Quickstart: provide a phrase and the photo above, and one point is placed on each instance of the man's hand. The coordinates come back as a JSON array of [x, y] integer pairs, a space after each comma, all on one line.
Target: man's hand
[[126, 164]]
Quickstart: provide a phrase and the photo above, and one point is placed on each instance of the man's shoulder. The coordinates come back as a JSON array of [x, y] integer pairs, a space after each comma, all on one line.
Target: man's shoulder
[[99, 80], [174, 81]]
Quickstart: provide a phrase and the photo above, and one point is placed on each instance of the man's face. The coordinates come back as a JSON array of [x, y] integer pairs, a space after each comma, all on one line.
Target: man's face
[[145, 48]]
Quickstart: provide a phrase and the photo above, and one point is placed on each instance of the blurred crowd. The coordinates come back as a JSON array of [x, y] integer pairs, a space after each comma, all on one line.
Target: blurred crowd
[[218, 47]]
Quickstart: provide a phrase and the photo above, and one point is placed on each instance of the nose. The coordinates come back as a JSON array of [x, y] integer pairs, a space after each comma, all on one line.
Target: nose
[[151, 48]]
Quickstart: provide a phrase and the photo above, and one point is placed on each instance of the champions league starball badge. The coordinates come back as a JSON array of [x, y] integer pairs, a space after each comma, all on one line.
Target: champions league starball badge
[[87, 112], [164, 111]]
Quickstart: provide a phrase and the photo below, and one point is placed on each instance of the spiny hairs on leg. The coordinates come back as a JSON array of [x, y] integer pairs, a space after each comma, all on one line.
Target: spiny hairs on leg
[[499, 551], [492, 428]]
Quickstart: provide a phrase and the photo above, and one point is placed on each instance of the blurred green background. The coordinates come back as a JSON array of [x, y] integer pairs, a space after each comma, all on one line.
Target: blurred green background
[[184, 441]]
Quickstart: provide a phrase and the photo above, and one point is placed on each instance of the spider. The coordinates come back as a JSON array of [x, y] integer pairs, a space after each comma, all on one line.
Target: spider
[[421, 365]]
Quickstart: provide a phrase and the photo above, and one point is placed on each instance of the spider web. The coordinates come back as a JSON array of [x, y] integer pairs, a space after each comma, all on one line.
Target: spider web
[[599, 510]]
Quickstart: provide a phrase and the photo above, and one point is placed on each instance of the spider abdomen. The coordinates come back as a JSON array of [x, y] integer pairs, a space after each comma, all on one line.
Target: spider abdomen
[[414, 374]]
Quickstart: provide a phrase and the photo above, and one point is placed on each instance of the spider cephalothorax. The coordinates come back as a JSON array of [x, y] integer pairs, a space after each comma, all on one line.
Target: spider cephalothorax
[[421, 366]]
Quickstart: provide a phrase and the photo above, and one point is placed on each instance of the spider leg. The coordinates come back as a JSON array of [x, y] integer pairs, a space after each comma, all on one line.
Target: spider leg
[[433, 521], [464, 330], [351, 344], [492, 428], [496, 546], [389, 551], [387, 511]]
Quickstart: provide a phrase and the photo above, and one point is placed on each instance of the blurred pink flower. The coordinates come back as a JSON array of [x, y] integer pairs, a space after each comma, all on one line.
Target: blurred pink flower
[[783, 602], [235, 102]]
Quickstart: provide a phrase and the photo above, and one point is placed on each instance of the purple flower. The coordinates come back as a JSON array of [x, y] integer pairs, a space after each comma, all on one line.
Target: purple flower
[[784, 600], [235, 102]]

---------------

● Aim of the exercise:
Copy, word for word, the line that contains "Target: spider leg" and every line after it through the end of the records, and nothing else.

● Expected answer:
Target: spider leg
[[433, 521], [464, 330], [351, 344], [492, 428], [496, 546], [389, 551], [387, 511]]
Quickstart: provide a phrase and the photo above, and one point is placed on each instance of the blurred pink flower. The coordinates come back as a JSON array of [x, y] integer pairs, a space after each comma, all on one line.
Target: blurred pink flower
[[783, 602], [235, 102]]
Quickstart: provide a phrase and the photo above, and one point is placed on each instance of the purple flower. The coordinates come back as a JSON array of [x, y] integer pairs, a space after each comma, all on one line.
Target: purple flower
[[784, 600], [235, 102]]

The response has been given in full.